== Instructions to follow ==
Retype all of the data. Every line must match exactly.
▼
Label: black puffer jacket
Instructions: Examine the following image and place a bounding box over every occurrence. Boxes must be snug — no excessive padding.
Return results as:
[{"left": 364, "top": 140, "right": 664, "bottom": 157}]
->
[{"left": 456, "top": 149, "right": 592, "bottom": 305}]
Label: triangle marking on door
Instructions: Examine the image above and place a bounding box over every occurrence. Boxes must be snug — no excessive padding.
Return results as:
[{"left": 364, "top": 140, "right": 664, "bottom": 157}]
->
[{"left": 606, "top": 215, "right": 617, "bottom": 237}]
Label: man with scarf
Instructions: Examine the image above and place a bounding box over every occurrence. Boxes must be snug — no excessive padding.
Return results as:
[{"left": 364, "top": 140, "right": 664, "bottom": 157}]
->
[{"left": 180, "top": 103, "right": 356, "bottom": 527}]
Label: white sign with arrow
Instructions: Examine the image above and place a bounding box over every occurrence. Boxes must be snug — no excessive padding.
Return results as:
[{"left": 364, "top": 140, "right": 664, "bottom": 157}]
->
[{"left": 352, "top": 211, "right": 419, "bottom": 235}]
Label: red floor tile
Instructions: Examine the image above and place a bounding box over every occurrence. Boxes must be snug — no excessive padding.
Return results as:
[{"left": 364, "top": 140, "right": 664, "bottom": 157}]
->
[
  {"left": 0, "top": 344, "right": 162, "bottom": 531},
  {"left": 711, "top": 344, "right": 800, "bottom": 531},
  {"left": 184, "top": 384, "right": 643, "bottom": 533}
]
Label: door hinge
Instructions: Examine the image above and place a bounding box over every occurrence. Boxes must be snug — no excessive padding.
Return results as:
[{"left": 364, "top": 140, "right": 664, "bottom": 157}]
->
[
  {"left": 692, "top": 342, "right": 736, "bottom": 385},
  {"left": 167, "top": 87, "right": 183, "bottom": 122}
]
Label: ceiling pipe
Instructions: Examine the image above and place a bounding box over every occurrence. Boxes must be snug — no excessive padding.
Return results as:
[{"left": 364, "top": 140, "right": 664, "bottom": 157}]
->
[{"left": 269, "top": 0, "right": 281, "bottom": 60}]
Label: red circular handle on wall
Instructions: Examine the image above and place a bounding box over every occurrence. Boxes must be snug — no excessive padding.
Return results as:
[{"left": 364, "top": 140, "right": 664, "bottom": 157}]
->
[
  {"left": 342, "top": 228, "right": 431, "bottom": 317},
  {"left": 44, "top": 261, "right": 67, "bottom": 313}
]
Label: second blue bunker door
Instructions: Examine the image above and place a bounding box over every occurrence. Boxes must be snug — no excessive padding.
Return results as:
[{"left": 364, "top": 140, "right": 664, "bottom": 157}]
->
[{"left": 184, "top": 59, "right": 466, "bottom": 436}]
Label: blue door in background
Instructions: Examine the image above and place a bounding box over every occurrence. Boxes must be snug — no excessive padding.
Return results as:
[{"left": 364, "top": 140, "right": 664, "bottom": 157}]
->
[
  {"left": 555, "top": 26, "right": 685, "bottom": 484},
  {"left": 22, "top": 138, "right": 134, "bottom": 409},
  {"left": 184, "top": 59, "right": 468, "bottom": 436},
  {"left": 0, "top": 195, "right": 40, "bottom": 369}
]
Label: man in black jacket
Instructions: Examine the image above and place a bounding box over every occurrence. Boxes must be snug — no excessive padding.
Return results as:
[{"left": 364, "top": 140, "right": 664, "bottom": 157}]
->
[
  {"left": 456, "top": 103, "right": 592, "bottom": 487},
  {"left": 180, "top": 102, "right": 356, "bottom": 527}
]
▲
== Correct output ==
Label: black puffer jacket
Instructions: Examine the following image and place a bounding box over every occurrence. Boxes must be snug — no excessive padding.
Return results as:
[{"left": 364, "top": 140, "right": 664, "bottom": 157}]
->
[{"left": 456, "top": 149, "right": 592, "bottom": 305}]
Label: triangle marking on door
Instructions: Examine the image above and place a bounding box over every occurrence. Boxes must be snug — no excessive padding.
Return results as:
[{"left": 364, "top": 140, "right": 664, "bottom": 157}]
->
[{"left": 606, "top": 215, "right": 617, "bottom": 237}]
Label: man with scarf
Instructions: Examine the image above and place a bounding box over every occurrence. Boxes must be snug — no excessive padding.
Return results as:
[{"left": 364, "top": 140, "right": 664, "bottom": 157}]
->
[{"left": 180, "top": 103, "right": 356, "bottom": 527}]
Label: white sign with arrow
Instructions: Examine the image above and place a bounding box over every occurrence. Boxes must be snug — no excessive padding.
Return results as:
[{"left": 364, "top": 140, "right": 664, "bottom": 157}]
->
[{"left": 352, "top": 211, "right": 419, "bottom": 235}]
Label: red floor tile
Instructions: Examine the image above and place a bounding box over every occurrence. Boxes must be snug — no excessive padding.
Return results as:
[{"left": 364, "top": 140, "right": 664, "bottom": 157}]
->
[
  {"left": 0, "top": 344, "right": 162, "bottom": 531},
  {"left": 711, "top": 344, "right": 800, "bottom": 531},
  {"left": 184, "top": 384, "right": 643, "bottom": 533}
]
Label: door hinge
Instructions: Examine the image above and place a bounding box over every occurrence. Boxes must be snug — no excessive padding.
Return results as:
[{"left": 364, "top": 140, "right": 664, "bottom": 157}]
->
[
  {"left": 692, "top": 342, "right": 736, "bottom": 385},
  {"left": 167, "top": 87, "right": 183, "bottom": 122}
]
Label: ceiling pipe
Instructions: Examine the image above and place a bounding box over every occurrence. Boxes must be snug — no excessive padding.
Return results as:
[{"left": 364, "top": 140, "right": 664, "bottom": 157}]
->
[{"left": 269, "top": 0, "right": 281, "bottom": 60}]
Label: red circular handle on wall
Instructions: Examine the image above and place a bounding box over every occurrence. Boxes must be snug — no excessive padding.
Return results as:
[{"left": 364, "top": 140, "right": 664, "bottom": 157}]
->
[
  {"left": 342, "top": 228, "right": 431, "bottom": 317},
  {"left": 44, "top": 261, "right": 67, "bottom": 313}
]
Label: second blue bunker door
Instructions: Examine the image above and place a bounding box over every occurrence. Boxes must be snug — no excessive padding.
Return results as:
[{"left": 364, "top": 140, "right": 664, "bottom": 157}]
->
[{"left": 184, "top": 59, "right": 466, "bottom": 436}]
Label: blue door in background
Instructions: Examine the image above and place a bounding box over every occurrence. Boxes must be snug — no excessive padding.
Return results as:
[{"left": 364, "top": 140, "right": 664, "bottom": 157}]
->
[
  {"left": 555, "top": 26, "right": 685, "bottom": 484},
  {"left": 22, "top": 138, "right": 134, "bottom": 409},
  {"left": 184, "top": 59, "right": 468, "bottom": 436},
  {"left": 0, "top": 195, "right": 40, "bottom": 369}
]
Label: man in black jacket
Instructions: Examine the image above and place a bounding box over every occurrence. Boxes must be snug — no excessive padding.
Return results as:
[{"left": 364, "top": 140, "right": 664, "bottom": 157}]
->
[
  {"left": 456, "top": 103, "right": 592, "bottom": 487},
  {"left": 180, "top": 102, "right": 356, "bottom": 527}
]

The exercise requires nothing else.